(TASK):
From the records below, pick out and copy every line that contains the word "island".

(DATA ENTRIES):

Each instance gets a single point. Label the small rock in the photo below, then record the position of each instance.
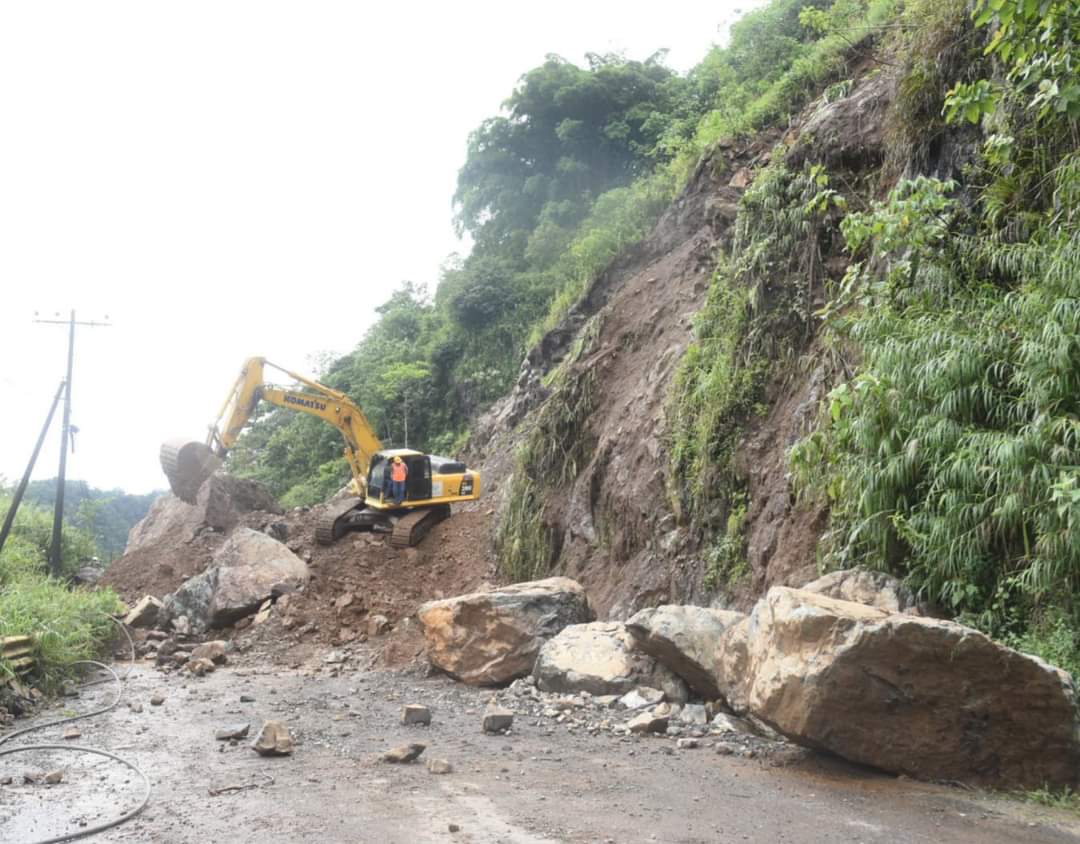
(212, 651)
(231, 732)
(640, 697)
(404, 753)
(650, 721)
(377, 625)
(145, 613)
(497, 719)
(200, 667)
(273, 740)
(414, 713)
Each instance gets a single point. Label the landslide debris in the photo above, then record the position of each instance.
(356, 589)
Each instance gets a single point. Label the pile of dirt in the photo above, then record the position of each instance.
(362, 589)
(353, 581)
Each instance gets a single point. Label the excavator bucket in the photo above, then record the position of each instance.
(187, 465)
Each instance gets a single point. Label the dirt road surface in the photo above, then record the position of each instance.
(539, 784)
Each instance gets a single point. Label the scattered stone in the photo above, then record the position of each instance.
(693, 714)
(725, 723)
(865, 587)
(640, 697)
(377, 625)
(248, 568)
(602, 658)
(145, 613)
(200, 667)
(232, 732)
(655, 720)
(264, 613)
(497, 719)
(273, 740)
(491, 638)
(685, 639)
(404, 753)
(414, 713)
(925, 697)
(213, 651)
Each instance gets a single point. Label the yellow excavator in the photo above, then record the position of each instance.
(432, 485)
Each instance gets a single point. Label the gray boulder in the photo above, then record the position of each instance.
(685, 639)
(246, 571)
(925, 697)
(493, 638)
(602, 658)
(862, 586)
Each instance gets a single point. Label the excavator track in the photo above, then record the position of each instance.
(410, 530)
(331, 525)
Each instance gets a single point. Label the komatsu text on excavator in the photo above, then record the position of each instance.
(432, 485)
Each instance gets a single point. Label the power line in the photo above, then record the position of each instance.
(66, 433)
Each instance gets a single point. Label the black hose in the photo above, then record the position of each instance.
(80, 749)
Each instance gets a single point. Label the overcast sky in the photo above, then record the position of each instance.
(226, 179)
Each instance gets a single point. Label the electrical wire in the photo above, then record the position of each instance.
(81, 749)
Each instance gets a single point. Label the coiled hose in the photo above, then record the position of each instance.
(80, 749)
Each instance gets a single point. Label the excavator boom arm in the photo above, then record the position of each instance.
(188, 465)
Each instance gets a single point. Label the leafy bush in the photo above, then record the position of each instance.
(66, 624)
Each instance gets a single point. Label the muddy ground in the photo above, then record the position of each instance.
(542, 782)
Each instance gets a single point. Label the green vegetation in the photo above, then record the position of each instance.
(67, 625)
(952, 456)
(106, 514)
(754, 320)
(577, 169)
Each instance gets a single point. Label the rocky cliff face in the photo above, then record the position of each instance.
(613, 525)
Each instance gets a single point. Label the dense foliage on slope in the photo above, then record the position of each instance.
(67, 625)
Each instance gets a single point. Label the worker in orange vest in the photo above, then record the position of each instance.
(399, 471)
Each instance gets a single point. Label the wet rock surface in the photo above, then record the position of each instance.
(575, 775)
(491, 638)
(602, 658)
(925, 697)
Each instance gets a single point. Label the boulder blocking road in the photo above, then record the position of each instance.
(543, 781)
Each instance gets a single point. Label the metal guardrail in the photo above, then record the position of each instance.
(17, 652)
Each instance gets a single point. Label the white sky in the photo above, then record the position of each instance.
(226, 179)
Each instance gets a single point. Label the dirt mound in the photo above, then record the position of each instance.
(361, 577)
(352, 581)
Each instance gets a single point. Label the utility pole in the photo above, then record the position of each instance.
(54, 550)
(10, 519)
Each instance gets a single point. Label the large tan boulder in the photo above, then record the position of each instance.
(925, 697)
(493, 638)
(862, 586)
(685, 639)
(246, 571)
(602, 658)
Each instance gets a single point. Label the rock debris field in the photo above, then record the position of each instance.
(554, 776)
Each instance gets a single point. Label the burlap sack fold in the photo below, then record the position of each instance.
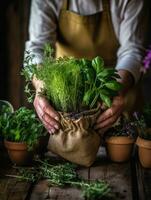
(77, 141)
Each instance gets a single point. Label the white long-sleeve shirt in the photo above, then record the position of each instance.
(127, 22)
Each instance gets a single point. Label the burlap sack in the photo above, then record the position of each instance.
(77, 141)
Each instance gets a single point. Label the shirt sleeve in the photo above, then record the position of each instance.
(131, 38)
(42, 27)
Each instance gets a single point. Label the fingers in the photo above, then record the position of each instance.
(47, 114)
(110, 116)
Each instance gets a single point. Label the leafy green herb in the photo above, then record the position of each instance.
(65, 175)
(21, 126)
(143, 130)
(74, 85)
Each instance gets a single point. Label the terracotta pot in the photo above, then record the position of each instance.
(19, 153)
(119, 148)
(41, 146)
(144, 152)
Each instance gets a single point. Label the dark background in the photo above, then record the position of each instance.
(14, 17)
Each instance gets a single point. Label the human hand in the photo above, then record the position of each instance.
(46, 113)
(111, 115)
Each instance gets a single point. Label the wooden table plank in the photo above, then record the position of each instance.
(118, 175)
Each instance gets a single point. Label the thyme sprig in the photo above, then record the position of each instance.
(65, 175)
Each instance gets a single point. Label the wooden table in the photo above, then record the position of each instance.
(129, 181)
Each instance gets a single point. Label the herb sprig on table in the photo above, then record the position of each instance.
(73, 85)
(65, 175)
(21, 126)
---
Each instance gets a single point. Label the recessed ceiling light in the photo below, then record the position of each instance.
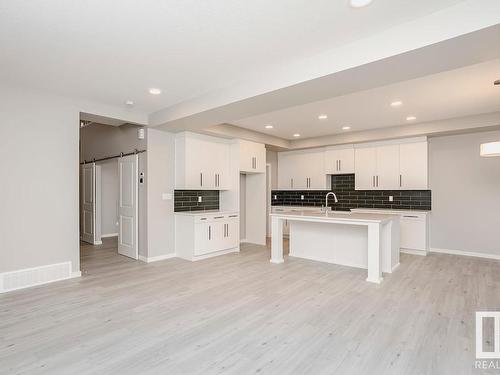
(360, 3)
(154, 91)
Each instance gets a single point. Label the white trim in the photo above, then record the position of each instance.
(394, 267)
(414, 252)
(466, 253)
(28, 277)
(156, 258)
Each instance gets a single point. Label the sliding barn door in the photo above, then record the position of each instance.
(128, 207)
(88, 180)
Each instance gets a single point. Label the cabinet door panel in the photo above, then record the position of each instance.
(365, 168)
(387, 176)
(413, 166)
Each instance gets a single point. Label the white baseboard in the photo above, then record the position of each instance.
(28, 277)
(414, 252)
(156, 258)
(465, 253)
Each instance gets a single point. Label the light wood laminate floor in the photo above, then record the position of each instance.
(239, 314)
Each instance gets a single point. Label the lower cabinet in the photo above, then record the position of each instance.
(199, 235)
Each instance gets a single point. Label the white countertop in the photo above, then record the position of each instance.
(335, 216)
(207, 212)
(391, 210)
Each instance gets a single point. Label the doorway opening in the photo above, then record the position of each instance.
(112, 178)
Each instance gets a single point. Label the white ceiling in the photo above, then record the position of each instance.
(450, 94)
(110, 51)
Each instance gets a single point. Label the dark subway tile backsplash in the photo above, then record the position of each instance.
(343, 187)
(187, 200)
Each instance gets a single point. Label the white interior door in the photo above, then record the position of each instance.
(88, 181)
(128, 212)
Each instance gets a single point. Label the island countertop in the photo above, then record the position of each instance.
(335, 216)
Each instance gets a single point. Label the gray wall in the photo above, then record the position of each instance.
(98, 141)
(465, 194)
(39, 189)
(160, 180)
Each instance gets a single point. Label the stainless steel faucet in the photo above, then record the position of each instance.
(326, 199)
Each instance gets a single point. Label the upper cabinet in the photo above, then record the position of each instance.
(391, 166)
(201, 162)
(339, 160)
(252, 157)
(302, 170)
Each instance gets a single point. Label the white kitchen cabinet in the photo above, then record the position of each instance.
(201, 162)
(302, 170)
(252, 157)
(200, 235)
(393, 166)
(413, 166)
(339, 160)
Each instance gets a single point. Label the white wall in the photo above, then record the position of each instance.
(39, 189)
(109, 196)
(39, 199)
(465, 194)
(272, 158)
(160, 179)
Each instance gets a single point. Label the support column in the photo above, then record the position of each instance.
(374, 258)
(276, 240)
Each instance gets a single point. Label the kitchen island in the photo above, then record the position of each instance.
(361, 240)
--
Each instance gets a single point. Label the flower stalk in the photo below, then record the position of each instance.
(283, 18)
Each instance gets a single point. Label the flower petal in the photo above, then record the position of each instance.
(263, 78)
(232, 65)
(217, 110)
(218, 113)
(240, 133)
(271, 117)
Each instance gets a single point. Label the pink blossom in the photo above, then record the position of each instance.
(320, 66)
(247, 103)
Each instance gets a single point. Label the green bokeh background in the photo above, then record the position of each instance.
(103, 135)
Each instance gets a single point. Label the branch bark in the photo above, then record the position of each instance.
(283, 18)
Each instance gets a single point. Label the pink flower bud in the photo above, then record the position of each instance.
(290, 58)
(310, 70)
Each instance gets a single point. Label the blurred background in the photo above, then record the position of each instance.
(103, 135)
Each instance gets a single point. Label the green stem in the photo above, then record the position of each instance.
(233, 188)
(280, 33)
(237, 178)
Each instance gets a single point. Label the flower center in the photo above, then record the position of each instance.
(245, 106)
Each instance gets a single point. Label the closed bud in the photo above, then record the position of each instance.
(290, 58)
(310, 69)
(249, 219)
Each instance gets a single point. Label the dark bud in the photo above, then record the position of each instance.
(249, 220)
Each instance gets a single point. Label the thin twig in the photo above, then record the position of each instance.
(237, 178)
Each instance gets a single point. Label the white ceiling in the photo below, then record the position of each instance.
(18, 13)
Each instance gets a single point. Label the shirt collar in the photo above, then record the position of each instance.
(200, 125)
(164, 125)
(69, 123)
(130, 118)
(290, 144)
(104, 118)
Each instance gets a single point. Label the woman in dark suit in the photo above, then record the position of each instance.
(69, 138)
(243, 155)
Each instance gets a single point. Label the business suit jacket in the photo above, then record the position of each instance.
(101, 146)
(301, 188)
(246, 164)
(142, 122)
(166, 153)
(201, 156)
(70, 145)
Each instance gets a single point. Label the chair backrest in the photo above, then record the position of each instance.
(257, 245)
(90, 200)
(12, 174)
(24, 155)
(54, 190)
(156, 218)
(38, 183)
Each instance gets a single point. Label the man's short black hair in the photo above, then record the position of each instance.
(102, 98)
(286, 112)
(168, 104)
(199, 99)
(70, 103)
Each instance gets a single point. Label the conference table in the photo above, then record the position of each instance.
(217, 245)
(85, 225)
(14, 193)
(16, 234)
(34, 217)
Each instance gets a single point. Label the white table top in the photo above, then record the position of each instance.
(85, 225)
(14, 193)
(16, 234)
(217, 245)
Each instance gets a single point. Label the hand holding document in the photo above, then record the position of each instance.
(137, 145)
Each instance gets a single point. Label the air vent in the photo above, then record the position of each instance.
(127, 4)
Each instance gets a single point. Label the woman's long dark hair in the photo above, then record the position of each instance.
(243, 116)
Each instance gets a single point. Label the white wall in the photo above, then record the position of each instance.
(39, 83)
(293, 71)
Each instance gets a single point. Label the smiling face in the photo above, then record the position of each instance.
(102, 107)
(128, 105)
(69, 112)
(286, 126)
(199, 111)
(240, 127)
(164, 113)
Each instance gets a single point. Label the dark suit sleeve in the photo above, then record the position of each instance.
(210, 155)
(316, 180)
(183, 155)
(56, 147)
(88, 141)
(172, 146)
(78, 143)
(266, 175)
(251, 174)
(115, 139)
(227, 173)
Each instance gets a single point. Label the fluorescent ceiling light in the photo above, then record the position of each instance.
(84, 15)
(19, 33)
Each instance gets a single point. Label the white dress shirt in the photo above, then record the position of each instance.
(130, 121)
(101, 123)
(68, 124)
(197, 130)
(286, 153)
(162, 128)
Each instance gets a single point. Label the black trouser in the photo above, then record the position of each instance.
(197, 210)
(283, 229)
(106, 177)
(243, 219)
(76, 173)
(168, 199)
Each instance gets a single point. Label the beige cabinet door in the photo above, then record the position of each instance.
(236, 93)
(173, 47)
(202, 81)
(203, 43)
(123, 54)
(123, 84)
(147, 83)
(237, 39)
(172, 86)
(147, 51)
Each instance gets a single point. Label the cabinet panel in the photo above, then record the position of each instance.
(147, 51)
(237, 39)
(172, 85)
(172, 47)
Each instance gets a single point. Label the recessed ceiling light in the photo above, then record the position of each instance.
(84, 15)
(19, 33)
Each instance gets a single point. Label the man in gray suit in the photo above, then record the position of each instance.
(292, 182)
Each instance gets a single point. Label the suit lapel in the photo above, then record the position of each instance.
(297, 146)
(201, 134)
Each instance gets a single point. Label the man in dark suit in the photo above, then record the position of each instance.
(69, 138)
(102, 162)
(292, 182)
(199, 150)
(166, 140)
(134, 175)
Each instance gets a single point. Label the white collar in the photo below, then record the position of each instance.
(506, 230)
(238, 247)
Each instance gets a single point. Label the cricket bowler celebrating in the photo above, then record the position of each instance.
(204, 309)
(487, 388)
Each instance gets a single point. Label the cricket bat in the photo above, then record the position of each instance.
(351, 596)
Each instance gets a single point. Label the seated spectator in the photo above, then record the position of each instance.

(SOLUTION):
Each instance gets a single point. Label the island countertop in the photo above, then record the position of each instance.
Each instance gets a single point. Label the kitchen island in the photo above, then record the position of each instance.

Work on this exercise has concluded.